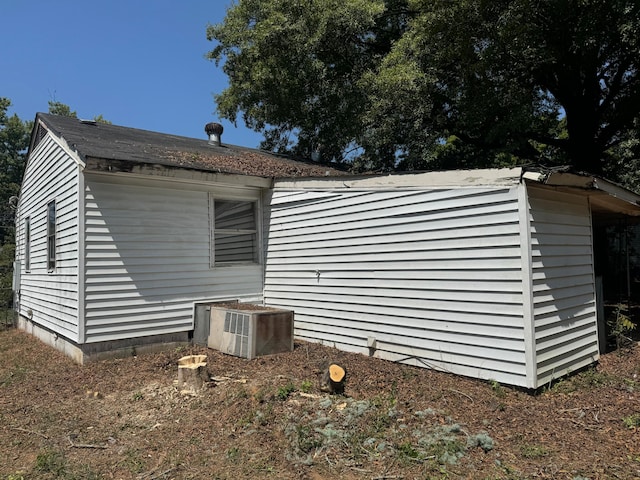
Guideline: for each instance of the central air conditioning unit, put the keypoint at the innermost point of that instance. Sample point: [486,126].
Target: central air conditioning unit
[249,331]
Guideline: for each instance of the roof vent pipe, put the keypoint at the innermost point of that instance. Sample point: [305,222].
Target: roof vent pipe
[214,130]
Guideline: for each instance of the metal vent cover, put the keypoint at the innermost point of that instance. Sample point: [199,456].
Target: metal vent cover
[237,323]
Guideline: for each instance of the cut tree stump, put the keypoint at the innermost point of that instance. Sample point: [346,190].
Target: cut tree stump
[192,373]
[333,378]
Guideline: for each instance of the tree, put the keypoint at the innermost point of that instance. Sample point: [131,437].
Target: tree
[59,108]
[14,140]
[294,68]
[436,84]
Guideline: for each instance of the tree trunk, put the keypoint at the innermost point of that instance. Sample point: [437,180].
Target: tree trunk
[192,373]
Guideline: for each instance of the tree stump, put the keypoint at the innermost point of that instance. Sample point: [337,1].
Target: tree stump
[192,373]
[333,378]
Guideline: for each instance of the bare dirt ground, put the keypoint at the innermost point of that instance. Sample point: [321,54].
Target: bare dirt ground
[266,418]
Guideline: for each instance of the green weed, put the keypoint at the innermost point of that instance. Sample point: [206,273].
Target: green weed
[52,462]
[284,392]
[632,421]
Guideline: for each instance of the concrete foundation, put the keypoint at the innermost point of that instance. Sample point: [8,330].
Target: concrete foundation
[92,352]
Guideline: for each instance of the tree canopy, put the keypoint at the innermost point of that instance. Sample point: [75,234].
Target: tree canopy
[14,140]
[426,84]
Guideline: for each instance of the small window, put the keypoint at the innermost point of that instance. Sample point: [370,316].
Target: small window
[51,236]
[235,234]
[27,244]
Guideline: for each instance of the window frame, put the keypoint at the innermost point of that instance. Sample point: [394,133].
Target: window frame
[213,231]
[51,235]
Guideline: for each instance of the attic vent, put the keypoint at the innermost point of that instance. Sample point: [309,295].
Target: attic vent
[41,132]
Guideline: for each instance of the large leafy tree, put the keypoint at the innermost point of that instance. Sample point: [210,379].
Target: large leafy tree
[294,68]
[437,84]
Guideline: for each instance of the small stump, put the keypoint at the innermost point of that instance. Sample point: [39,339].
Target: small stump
[192,373]
[333,378]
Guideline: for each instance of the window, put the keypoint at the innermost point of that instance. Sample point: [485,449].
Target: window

*DIRECTIONS FOR THIS TASK*.
Please convert the data above into a JSON list of strings, one string per line, with blank lines left out. Leave the pictures out.

*TASK RESULT*.
[
  "Guideline: for each instance of the central air conditioning unit, put the keypoint at the innermost point of that instance. Sample point: [486,126].",
  "Target: central air conditioning unit",
  "[249,331]",
  "Guideline: for each instance of the roof vent pipe, put the keypoint at the innermost point of that instance. Sample point: [305,222].",
  "Target: roof vent pipe",
  "[214,130]",
  "Guideline: for each instance of the metal vent cover, put the keypoint at the innermost point of that instance. Sample point: [199,456].",
  "Target: metal vent cover",
  "[237,323]",
  "Guideline: for each instance of the cut tree stump, put the keypoint at the innermost point of that instance. Sample point: [346,190].",
  "Target: cut tree stump",
  "[192,373]",
  "[333,378]",
  "Guideline: for each instance of the tree, put the keypoint at the innermost point of that instance. Sample point: [131,437].",
  "Target: tree",
  "[59,108]",
  "[14,140]",
  "[294,68]",
  "[436,84]",
  "Guideline: for each instance of the tree trunk, put the keypoint at the innermost point of that instance. Sample point: [437,180].",
  "Target: tree trunk",
  "[192,373]",
  "Guideline: for each instance of the tree stump, put the keypoint at the innermost point of that instance. Sample point: [337,1].",
  "Target: tree stump",
  "[192,373]",
  "[333,378]",
  "Guideline: for each instance of the bare dirt ground, put the keypoint at the innermost point of that instance. Sample point: [321,54].",
  "Target: bare dirt ground",
  "[266,418]",
  "Guideline: for each instance of the green weed, put the keypoint at the innermost point of that instance. Sample point: [206,273].",
  "Target: green weed",
  "[52,462]",
  "[284,392]",
  "[632,421]",
  "Guideline: for each instance of the concrete foundation, put the keypoint at the innermost point of that instance. Sample point: [8,330].",
  "Target: concrete foundation",
  "[92,352]",
  "Guideline: for each instance of the tree canopy, put the keypoint at the innermost point of that instance. Sample point: [75,234].",
  "Target: tree canopy",
  "[14,140]",
  "[426,84]",
  "Guideline: for each instance of the small window, put the keypoint at the innermost point of that instance. Sample point: [370,316].",
  "Target: small window",
  "[51,236]",
  "[235,234]",
  "[27,244]",
  "Guideline: for each instance of the window frame, put the keypoint at the innermost point of that instance. Sample point: [394,133].",
  "Target: window frame",
  "[213,231]",
  "[51,235]",
  "Guideline: for each instance of the attic vent, put the keypoint at the innermost point of that instance. Sample point: [309,295].",
  "Target: attic vent",
  "[41,132]",
  "Guideline: for each instance of the large leafy tree, put the keypoint at the innermost point of that instance. Sample point: [210,379].",
  "Target: large leafy tree",
  "[294,68]",
  "[437,84]",
  "Guideline: for each instance of the small stump, put the keypoint at the innermost point of that instance. Sample point: [39,339].",
  "Target: small stump",
  "[192,373]",
  "[333,378]",
  "Guideline: for each instance of the window, put the keypoint at the innermost point of that instance. Sample point: [485,449].",
  "Target: window"
]